SELECTED EXTRACT:
=== Begin Enclosure ===

ABSTRACT
In studies of animal orientation, data are often represented as directions that can be analyzed using circular statistical methods. Although several circular statistical tests exist to detect the presence of a mean direction, likelihood-based approaches may offer advantages in hypothesis testing – especially when data are multimodal. Unfortunately, likelihood-based inference in animal orientation remains rare. Here, we discuss some of the assumptions and limitations of common circular tests and report a new R package called CircMLE to implement the maximum likelihood analysis of circular data. We illustrate the use of this package on both simulated datasets and an empirical example dataset in Chinook salmon (Oncorhynchus tshawytscha). Our software provides a convenient interface that facilitates the use of model-based approaches in animal orientation studies.
INTRODUCTION
There are numerous instances where biological information can be projected onto the unit circle rather than in linear space. Circular biological data often take the form of directions or orientations (e.g. compass bearings), but can include any data functionally periodic in nature. Generally, circular data are described statistically using parameters intuitively and semantically identical to those of linear data (e.g. mean, variance, correlation), but their mathematical derivation can be quite different (reviewed in Lee, 2010). Numerous statistical tests have been developed to determine the presence of a preferred direction within a group or differences in preferred directions between groups (see Batschelet, 1981). However, as suggested by Ruxton (2017), biologists often are not familiar with or lack specific training in circular data, thus rendering the statistical treatment of these data many times inadequately explored.

=== End Enclosure ===

STUDY QUESTIONS:
1. In the text on circular statistics in animal orientation, what is the name of the new R package the authors report?
2. Continue the text on circular statistics in animal orientation from the point where it stops.

SOURCE DATA:

=== Begin Enclosure ===

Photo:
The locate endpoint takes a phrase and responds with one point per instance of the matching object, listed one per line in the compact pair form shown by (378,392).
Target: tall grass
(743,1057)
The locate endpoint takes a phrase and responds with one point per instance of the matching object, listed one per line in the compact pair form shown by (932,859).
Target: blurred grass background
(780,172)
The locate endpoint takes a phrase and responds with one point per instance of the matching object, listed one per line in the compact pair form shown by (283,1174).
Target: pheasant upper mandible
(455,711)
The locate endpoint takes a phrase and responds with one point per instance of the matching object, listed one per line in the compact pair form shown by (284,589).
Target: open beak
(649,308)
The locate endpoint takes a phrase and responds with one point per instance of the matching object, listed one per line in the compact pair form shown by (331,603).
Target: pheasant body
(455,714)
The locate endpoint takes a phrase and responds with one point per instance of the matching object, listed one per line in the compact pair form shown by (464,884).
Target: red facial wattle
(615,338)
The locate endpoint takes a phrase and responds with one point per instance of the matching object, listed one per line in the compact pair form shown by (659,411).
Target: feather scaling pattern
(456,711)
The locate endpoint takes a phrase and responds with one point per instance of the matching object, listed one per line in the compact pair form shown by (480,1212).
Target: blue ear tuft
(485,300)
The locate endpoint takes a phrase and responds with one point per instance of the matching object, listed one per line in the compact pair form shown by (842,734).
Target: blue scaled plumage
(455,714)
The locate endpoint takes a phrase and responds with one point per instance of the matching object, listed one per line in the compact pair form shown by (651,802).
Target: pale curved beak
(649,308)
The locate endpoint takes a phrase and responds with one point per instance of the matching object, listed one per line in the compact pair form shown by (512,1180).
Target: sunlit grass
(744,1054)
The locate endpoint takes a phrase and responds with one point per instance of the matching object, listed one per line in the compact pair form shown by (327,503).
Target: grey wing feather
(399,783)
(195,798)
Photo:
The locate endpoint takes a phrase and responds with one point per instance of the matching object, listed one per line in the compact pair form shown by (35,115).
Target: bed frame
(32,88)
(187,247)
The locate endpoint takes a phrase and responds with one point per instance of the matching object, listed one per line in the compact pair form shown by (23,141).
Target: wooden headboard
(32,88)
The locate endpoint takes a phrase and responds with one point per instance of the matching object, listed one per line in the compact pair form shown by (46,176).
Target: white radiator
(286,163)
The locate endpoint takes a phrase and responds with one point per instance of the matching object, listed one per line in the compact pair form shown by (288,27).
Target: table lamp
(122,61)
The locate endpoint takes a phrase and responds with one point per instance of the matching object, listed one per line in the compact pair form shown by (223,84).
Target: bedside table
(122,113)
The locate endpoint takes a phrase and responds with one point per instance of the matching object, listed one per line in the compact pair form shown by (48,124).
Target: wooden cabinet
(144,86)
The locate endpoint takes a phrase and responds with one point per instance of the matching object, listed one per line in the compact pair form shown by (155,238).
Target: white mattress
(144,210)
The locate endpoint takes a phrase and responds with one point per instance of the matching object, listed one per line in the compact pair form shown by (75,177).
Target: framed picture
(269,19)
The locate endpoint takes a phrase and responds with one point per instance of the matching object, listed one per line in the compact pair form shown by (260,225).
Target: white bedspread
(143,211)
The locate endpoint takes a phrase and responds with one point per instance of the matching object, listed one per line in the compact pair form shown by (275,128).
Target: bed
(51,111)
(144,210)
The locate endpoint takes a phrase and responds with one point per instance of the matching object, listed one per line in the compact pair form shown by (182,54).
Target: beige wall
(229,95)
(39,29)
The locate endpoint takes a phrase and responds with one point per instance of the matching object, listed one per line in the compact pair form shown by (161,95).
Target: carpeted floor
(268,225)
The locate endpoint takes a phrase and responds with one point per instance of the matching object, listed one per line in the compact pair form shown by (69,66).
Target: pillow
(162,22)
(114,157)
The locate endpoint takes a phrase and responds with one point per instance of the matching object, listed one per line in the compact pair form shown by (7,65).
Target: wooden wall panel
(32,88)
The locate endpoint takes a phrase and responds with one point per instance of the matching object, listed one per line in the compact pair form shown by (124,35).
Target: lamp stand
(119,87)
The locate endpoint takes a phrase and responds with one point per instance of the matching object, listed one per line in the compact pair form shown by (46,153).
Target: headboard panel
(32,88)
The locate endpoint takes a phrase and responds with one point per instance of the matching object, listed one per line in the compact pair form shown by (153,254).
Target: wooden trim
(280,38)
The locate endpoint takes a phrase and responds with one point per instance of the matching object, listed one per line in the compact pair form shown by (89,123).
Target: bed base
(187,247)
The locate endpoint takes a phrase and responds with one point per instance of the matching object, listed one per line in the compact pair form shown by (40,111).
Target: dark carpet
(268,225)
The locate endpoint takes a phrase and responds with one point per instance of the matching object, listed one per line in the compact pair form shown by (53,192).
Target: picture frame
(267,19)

=== End Enclosure ===
=== Begin Enclosure ===

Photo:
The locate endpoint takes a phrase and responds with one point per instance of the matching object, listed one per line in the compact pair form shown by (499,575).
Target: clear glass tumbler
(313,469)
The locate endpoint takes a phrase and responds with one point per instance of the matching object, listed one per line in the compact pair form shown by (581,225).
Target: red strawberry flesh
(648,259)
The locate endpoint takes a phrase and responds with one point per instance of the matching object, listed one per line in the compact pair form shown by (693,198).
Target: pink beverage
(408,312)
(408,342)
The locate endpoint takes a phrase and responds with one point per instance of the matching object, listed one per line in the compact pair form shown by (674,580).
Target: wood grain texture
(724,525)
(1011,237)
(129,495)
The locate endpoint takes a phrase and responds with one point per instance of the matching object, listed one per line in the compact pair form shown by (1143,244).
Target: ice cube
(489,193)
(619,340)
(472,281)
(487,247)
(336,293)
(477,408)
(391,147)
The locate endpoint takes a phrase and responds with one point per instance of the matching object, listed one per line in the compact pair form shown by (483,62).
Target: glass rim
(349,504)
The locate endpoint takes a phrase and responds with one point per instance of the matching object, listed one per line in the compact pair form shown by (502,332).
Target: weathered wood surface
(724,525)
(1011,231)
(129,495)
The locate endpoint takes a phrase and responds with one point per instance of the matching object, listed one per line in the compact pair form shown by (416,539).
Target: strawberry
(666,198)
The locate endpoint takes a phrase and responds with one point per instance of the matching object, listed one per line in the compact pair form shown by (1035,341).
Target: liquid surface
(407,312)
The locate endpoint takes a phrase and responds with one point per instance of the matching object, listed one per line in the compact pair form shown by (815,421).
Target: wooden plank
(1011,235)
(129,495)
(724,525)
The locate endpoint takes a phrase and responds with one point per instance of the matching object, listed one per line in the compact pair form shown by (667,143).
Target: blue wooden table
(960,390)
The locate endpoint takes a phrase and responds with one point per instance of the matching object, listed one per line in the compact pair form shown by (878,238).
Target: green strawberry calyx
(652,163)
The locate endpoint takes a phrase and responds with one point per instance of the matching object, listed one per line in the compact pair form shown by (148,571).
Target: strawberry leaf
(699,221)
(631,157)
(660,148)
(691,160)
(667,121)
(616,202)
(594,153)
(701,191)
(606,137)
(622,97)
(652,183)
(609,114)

=== End Enclosure ===

ANSWER LIST:
1. CircMLE

2.
The majority of studies of circular animal orientation utilize frequentist-based statistical tests. These tests are based upon the calculation of a test statistic and the probability of observing that statistic (P-value) under the null hypothesis. It is well known that the use of P-values and frequentist-based testing procedures often suffers from flaws in experimental design, logic and/or interpretation of results (Steel et al., 2013). The most widely criticized mistakes include pseudoreplication (Hurlbert, 1984), failure to correct for multiple testing (Noble, 2009; Pike, 2011; Verhoeven et al., 2005) and low statistical power (Jennions and Møller, 2003; Nakagawa, 2004). Similarly, the improper statistical treatment of circular datasets may contribute to the lack of robust and reproducible results often encountered in animal orientation studies (e.g. Busse and Trocińska, 1999; Kirschvink et al., 2010). As an alternative to the frequentist-based tests, both maximum likelihood (e.g. Schnute and Groot, 1992) and Bayesian (e.g. Ożarowska et al., 2013) methods have been developed as model-based approaches to describe orientation. These methods rely on the probability of data given a particular model, or likelihood, and are preferred for quantifying strength of evidence in favor of a hypothesis (Burnham and Anderson, 2002; Burnham et al., 2011). These likelihood-based approaches, however, are rarely applied in animal orientation studies.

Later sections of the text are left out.